(EXERCISE DIRECTIONS) Each line of the listing below that includes "pole" must be copied.

"""

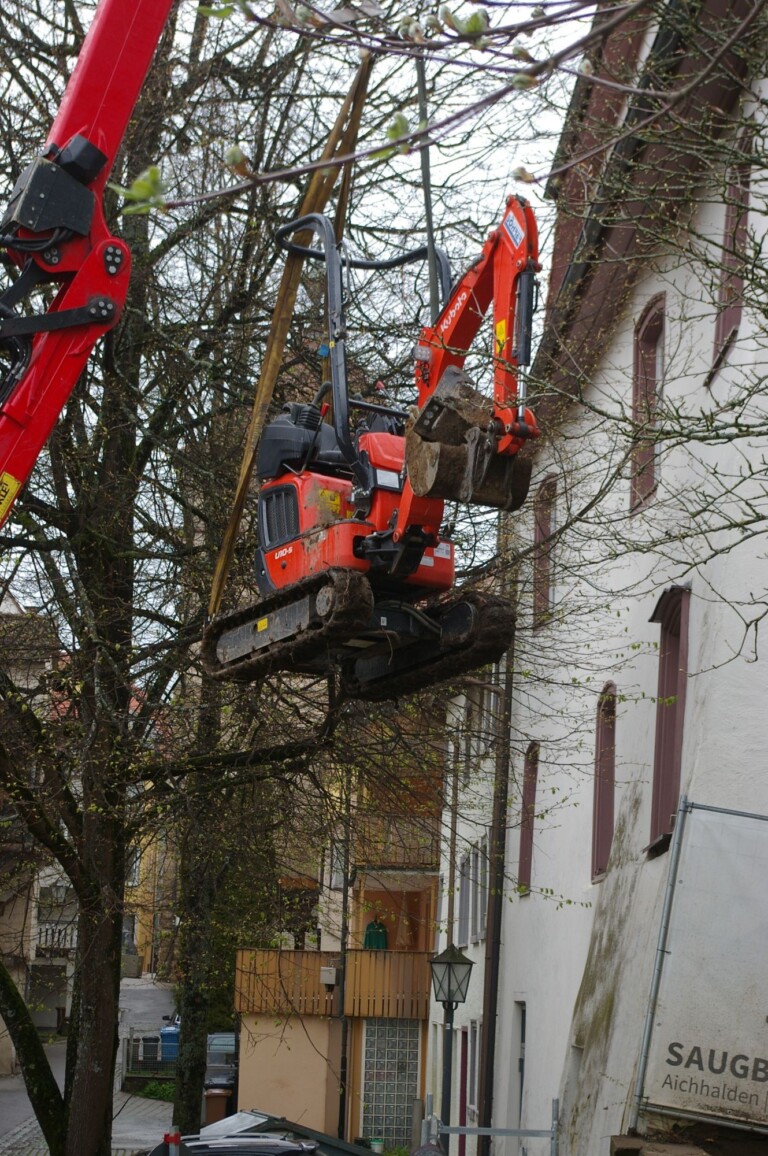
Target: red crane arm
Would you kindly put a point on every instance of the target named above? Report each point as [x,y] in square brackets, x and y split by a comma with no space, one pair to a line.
[54,230]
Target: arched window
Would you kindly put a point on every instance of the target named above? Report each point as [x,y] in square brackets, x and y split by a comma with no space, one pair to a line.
[672,615]
[648,379]
[605,777]
[528,815]
[544,524]
[730,296]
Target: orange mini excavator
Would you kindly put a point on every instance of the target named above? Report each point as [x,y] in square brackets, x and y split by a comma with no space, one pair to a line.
[354,567]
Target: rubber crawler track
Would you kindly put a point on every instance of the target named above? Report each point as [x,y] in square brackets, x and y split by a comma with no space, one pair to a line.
[352,610]
[492,638]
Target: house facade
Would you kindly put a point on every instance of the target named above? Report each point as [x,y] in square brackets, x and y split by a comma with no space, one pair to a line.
[333,1032]
[633,921]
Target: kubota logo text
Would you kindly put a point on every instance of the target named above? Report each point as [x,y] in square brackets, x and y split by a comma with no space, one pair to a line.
[453,310]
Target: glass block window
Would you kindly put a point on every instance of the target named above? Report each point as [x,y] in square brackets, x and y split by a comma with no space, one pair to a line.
[390,1080]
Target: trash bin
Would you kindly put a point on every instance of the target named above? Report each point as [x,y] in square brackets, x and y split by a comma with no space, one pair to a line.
[216,1103]
[169,1043]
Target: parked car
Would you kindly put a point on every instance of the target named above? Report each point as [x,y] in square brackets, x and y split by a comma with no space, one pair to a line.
[270,1145]
[169,1037]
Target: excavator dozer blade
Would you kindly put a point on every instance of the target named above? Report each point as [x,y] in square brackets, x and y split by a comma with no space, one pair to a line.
[450,450]
[474,630]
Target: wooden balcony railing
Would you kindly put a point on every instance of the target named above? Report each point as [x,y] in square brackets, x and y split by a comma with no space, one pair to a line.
[388,985]
[379,984]
[274,982]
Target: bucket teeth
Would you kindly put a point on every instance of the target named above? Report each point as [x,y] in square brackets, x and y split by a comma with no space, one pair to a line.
[450,450]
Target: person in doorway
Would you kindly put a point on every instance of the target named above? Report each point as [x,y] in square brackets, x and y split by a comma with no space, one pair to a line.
[375,934]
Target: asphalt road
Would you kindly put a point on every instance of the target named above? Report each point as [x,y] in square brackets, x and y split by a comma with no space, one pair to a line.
[142,1002]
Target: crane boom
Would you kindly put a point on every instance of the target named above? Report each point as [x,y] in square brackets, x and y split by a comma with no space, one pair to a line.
[56,232]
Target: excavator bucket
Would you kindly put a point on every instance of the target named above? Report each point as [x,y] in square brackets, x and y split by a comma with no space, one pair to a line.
[450,450]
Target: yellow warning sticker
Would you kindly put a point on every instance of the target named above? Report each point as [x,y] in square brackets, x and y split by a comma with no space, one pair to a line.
[9,487]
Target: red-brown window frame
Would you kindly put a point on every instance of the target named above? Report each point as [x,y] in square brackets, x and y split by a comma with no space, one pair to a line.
[528,819]
[605,777]
[647,385]
[730,294]
[544,504]
[672,615]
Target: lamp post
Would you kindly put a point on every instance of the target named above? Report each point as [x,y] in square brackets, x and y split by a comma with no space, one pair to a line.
[451,971]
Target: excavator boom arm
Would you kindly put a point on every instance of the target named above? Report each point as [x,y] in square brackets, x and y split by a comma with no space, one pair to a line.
[502,274]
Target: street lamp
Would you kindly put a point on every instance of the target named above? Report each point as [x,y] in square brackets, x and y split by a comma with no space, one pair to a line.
[451,971]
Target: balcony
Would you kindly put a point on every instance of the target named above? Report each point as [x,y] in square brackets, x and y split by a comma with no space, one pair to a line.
[379,984]
[56,940]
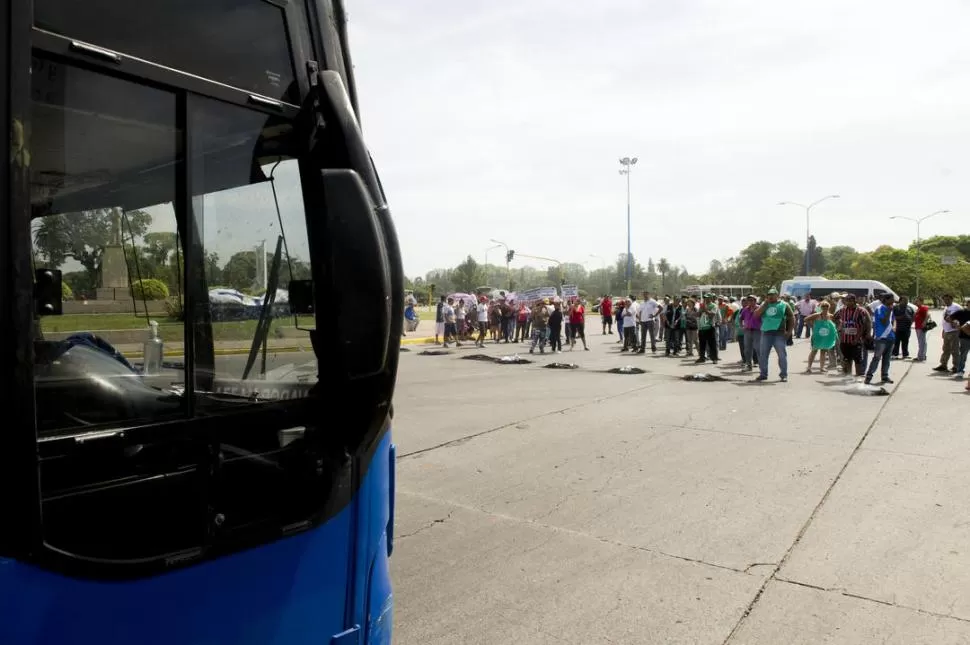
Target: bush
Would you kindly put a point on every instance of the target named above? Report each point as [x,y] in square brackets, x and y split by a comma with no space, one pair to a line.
[149,289]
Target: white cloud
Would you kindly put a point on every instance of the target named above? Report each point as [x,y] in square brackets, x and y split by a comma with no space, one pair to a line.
[505,119]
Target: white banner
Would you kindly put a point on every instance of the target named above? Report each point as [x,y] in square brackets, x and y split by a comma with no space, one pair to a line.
[531,296]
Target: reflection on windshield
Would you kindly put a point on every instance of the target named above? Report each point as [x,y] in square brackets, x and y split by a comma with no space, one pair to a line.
[103,196]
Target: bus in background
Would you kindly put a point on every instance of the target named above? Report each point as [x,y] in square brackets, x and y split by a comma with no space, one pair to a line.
[820,287]
[240,488]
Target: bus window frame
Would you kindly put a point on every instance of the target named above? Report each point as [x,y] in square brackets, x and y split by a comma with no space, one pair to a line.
[58,49]
[297,36]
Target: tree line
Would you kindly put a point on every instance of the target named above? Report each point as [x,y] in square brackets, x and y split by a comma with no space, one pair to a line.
[943,266]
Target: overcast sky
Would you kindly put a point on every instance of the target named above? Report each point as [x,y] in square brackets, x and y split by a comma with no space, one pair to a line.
[506,119]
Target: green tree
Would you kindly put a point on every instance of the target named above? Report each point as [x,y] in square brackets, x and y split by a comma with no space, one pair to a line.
[83,236]
[468,275]
[773,271]
[751,258]
[240,271]
[817,257]
[792,255]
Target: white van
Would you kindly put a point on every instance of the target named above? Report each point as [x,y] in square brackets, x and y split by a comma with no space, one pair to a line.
[819,287]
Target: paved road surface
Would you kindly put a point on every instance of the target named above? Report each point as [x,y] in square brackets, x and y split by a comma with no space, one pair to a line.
[545,506]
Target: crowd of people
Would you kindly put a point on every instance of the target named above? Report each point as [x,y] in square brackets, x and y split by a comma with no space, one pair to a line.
[852,334]
[545,322]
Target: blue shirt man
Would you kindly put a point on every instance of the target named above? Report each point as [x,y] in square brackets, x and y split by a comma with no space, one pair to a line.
[883,324]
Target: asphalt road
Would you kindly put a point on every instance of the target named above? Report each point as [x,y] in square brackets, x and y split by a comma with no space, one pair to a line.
[576,506]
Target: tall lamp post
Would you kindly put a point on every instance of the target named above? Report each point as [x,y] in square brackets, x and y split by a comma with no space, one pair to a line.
[918,220]
[808,234]
[491,248]
[628,163]
[508,260]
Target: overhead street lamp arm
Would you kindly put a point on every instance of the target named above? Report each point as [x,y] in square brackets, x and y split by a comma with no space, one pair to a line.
[919,241]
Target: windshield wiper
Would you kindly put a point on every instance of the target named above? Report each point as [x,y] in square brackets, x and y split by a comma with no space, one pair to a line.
[266,313]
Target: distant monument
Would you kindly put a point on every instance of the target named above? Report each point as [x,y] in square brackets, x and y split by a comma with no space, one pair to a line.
[114,268]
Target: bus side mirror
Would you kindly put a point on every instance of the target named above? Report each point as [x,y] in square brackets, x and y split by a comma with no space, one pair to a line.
[301,297]
[47,292]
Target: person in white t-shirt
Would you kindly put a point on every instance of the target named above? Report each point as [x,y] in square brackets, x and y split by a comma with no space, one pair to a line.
[482,311]
[951,336]
[630,317]
[647,317]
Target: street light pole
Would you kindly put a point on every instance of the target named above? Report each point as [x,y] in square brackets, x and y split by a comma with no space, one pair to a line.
[919,241]
[491,248]
[508,260]
[628,163]
[808,233]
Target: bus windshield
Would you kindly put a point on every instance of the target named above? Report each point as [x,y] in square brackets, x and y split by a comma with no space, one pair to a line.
[105,178]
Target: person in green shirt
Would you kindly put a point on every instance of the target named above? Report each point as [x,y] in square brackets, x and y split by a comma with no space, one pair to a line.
[824,337]
[777,324]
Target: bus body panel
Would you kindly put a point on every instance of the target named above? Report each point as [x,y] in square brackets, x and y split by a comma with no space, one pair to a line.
[290,592]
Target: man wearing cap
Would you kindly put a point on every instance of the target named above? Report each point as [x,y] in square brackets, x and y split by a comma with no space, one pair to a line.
[630,313]
[708,324]
[854,326]
[884,331]
[777,324]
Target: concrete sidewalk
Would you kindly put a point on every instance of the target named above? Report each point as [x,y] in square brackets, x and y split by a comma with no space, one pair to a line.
[551,506]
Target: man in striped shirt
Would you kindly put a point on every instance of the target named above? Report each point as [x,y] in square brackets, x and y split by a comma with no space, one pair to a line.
[855,327]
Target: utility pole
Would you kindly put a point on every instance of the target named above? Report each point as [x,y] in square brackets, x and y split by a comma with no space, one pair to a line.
[808,234]
[919,241]
[509,254]
[628,163]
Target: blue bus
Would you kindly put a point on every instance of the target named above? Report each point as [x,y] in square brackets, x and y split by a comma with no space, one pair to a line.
[194,477]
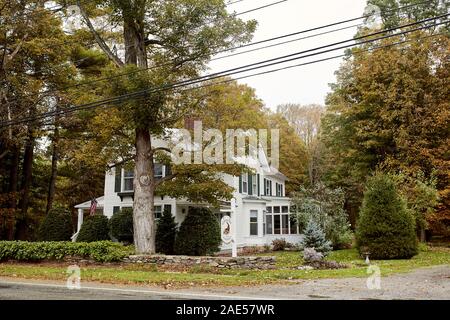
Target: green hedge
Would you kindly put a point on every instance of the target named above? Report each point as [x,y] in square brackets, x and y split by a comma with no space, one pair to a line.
[199,233]
[94,228]
[121,225]
[102,251]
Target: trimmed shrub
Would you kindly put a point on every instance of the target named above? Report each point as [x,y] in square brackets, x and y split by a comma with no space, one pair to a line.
[103,251]
[94,228]
[314,237]
[199,233]
[121,225]
[311,255]
[56,226]
[326,207]
[166,233]
[385,228]
[279,244]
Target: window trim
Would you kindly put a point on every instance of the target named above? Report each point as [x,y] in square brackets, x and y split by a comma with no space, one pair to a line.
[254,185]
[126,178]
[245,180]
[251,223]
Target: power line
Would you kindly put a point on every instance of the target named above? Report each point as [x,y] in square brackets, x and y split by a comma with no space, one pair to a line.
[209,77]
[234,48]
[233,2]
[259,8]
[230,72]
[292,66]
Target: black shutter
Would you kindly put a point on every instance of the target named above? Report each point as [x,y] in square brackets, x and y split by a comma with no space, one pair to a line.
[118,183]
[259,185]
[168,170]
[168,208]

"""

(ANSWER TO THIS TASK)
Target: street light pole
Target: utility pole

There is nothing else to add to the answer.